[Objective]:
Which lines in the items below contain the word "white"? Pick out and copy each such line, treating uppercase and lowercase as different.

━━━━━━━━━━━━━━━━

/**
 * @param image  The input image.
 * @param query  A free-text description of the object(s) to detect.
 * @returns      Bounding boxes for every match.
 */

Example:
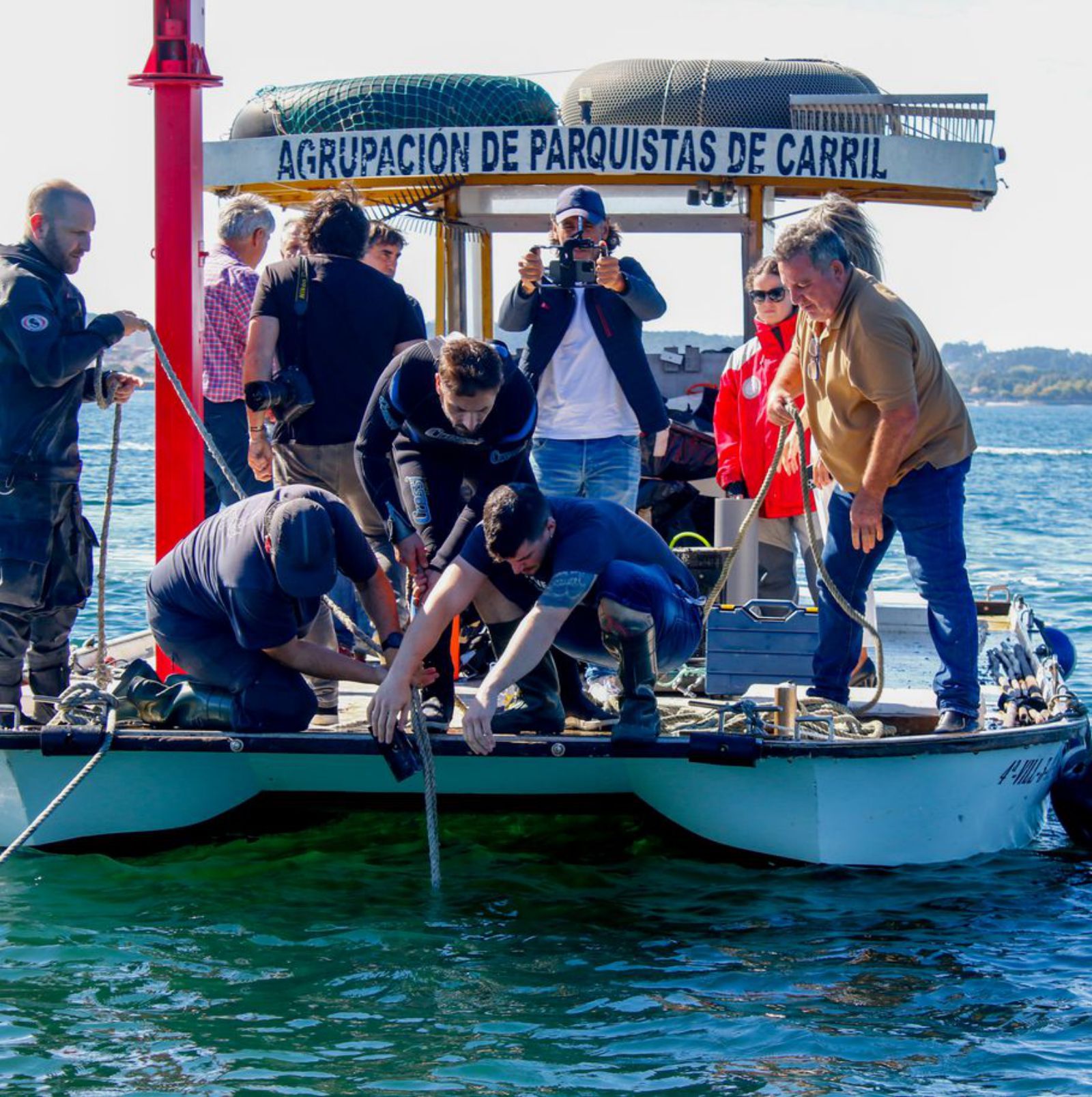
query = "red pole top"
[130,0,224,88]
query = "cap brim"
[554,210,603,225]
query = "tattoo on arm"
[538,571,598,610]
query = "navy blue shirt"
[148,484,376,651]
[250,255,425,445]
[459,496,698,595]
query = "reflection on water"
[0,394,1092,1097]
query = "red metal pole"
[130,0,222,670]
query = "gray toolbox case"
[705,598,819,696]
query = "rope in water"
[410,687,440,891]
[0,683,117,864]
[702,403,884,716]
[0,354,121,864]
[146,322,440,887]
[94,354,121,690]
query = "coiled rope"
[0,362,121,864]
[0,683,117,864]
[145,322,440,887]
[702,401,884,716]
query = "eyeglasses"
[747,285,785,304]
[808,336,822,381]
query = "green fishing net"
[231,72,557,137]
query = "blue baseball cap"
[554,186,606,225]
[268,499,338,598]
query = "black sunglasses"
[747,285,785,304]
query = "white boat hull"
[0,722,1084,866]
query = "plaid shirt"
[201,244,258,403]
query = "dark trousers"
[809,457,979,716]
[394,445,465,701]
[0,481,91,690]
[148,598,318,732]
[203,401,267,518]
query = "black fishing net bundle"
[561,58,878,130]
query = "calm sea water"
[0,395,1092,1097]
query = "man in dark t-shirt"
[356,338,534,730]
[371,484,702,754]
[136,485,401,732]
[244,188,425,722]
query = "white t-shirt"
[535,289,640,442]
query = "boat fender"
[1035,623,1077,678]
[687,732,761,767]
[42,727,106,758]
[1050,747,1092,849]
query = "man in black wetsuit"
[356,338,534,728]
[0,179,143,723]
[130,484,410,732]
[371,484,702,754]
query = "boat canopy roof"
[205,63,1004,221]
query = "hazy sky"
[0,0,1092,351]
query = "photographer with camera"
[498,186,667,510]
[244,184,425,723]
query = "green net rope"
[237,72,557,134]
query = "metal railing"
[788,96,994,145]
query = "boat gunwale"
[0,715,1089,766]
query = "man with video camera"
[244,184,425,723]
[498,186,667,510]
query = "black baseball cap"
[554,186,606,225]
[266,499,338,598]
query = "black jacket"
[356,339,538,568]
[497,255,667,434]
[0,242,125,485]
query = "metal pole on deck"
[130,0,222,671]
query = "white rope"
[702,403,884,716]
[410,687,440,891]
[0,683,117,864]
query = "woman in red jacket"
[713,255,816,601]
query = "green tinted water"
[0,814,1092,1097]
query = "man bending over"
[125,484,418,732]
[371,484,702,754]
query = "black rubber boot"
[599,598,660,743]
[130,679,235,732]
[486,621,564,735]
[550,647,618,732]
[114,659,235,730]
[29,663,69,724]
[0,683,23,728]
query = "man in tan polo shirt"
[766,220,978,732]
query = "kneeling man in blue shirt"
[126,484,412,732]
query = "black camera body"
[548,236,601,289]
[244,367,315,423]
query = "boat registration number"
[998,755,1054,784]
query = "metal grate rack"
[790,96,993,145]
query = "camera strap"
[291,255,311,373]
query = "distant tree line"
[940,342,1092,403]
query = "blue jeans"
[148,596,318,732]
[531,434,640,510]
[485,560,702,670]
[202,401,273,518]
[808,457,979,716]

━━━━━━━━━━━━━━━━

[Task answer]:
query = "white boat hull"
query = "white t-shirt"
query = "white rope"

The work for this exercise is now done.